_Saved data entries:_
————————

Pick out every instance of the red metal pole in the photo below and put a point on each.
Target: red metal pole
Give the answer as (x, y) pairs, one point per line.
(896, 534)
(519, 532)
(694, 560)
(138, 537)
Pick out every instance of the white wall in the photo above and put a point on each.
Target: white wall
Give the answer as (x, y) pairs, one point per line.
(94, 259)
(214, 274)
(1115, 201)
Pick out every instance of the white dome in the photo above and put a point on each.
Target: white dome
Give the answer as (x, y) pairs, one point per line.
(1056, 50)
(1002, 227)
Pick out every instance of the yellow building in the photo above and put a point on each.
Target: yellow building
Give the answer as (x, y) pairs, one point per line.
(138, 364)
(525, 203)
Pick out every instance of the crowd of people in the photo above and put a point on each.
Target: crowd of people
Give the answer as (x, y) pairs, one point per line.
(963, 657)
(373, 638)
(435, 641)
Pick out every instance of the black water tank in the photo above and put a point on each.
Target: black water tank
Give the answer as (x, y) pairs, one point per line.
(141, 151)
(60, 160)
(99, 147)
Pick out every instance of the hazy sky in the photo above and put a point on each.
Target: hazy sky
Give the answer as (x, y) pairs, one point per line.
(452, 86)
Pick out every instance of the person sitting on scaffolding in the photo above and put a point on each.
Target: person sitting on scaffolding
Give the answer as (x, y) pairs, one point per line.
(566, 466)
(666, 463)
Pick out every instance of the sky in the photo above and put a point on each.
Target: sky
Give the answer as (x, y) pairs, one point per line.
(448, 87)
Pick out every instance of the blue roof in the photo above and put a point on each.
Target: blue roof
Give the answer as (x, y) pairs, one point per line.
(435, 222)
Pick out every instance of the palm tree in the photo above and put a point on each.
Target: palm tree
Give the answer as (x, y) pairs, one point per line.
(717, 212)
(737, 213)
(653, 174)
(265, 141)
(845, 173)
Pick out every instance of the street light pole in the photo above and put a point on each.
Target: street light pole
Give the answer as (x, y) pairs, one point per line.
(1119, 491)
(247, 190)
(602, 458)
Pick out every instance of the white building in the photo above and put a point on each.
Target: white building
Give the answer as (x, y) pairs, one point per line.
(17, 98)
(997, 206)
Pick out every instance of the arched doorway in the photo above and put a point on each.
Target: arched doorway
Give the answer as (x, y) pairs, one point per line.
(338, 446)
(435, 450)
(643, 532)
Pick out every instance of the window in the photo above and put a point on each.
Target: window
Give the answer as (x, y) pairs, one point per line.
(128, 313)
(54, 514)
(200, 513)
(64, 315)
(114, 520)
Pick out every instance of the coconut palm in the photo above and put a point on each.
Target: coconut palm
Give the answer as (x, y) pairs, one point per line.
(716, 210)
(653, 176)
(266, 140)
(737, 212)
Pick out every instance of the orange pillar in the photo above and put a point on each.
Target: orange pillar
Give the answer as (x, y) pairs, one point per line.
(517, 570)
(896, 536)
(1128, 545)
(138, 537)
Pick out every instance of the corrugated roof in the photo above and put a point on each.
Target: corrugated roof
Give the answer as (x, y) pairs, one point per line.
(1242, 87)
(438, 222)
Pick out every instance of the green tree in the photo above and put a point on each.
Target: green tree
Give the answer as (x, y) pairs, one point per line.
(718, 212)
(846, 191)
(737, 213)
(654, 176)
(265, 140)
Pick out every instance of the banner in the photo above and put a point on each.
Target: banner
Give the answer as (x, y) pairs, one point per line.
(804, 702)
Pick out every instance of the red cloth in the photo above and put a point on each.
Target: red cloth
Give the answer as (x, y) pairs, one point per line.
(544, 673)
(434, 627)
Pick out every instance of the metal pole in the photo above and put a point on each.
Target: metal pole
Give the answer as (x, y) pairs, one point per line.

————————

_TASK DESCRIPTION:_
Word for word, restate the lines running from the one containing "Pick out every instance of the green" through the final line of the records above, and nothing besides.

_OUTPUT:_
Pick out every instance of the green tree in the photo above and put a point on each.
Target: green tree
Give the answer as (x, y) pairs, one point per line.
(718, 212)
(846, 191)
(737, 213)
(654, 176)
(265, 140)
Pick out every instance of the banner in the photo above and put a point on each.
Target: banner
Give the answer as (x, y) pairs, one point per line.
(804, 702)
Pick out every instance of the red cloth in the photo above and put a point on each.
Target: red cloth
Give the answer as (x, y) pairs, one point per line.
(544, 673)
(434, 627)
Pick out every instance of the metal pole in the photo above and put a point on each.
Target: metal pole
Give the answer as (x, y) pairs, one point per line.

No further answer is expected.